--- start DOCUMENT TEXT ---
Devonshire and Barclays had a complex agreement (the “Agreement”) governed by the 1992 ISDA Master Agreement. There were three major parts to the Agreement: First, Devonshire agreed to purchase assets exclusively from Barclays. Second, Barclays agreed to provide Devonshire with liquidity support in the event of a general disruption of the ABCP market. Third, Barclays entered into two credit default swaps (the “Swaps”) with Devonshire, which required Devonshire to compensate Barclays in the event that certain corporate bonds declined in the value. Devonshire posted $600 million of collateral pursuant to the Swaps.
The trial was bifurcated to simplify matters. Mr Justice Newbould of the Ontario Superior Court of Justice [Commercial List], heard this matter over a period of a month in May/June 2011 and delivered extensive reasons in September.
It was agreed, but only for the purposes of the first trial, that, among other things, Barclays was in default under the liquidity support agreement and that Devonshire had delivered valid notices of default to Barclays. A second trial may be held to determine these hotly contested issues.
When the ABCP market froze, Devonshire sent a market disruption notice to Barclays requesting payments under the liquidity facility. Barclays took the position that there was no market disruption. Devonshire therefore delivered a default notice, which in effect gave Barclays 3 days to cure its failure to make the liquidity support payments. The next day, as a result of the negotiations (including amongst all the major market participants), Devonshire delivered a “suspension” notice, under which it suspended the effect of the default notice, without prejudice, until the end of a standstill period that had been negotiated.
Negotiations began in August 2007 and continued until January 2009. During this period, Barclays negotiated with Devonshire’s noteholders, seeking to reach an agreement whereby Barclays and the noteholders would enter into the Swaps directly, with certain modifications. Devonshire was not party to these negotiations. It received daily emails from Barclays stating that the negotiations were ongoing and requesting that the notices of suspension be renewed, which was ultimately done on a daily basis.
In January 2009, negotiations broke down. Devonshire’s noteholders refused to become party to the Swaps without major modifications. Nevertheless, Barclays continued to email Devonshire reports that the negotiations were ongoing. At the same time, Barclays began taking steps to terminate the Agreement.
On January 13, 2009, Barclays and Devonshire both attempted to terminate the Agreement. Barclays attempted to terminate the Agreement on the basis that Devonshire was insolvent, thereby giving Barclays a right of termination pursuant to s. 5(a)(viii) of the 1992 ISDA Master Agreement. Devonshire attempted to terminate the Agreement on the basis that Barclays had failed to make liquidity support payments, thereby giving Devonshire a right of termination pursuant to s. 5(a)(i) of the 1992 ISDA Master Agreement. The litigation ensued as a result of disagreement as to which of the two was entitled to terminate the Agreement.
--- end DOCUMENT TEXT ---
:: WHAT THE TASK ASKS ::
Retype the Devonshire and Barclays dispute passage word for word between "In January 2009, negotiations" and "steps to terminate the Agreement.", inclusive.
--- start SUPPLIED MATERIAL ---
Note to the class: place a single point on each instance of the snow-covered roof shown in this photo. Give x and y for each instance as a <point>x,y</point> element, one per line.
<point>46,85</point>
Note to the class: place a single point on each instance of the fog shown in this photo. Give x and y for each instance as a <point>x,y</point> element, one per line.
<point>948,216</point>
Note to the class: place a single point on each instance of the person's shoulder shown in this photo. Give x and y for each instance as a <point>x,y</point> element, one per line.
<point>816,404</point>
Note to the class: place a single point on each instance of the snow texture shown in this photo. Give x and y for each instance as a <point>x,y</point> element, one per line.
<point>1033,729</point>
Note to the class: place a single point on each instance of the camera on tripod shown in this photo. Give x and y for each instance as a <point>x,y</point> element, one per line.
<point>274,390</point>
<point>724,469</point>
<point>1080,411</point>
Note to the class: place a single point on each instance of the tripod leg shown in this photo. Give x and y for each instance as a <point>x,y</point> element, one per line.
--- end SUPPLIED MATERIAL ---
:: FINAL RESULT ::
In January 2009, negotiations broke down. Devonshire’s noteholders refused to become party to the Swaps without major modifications. Nevertheless, Barclays continued to email Devonshire reports that the negotiations were ongoing. At the same time, Barclays began taking steps to terminate the Agreement.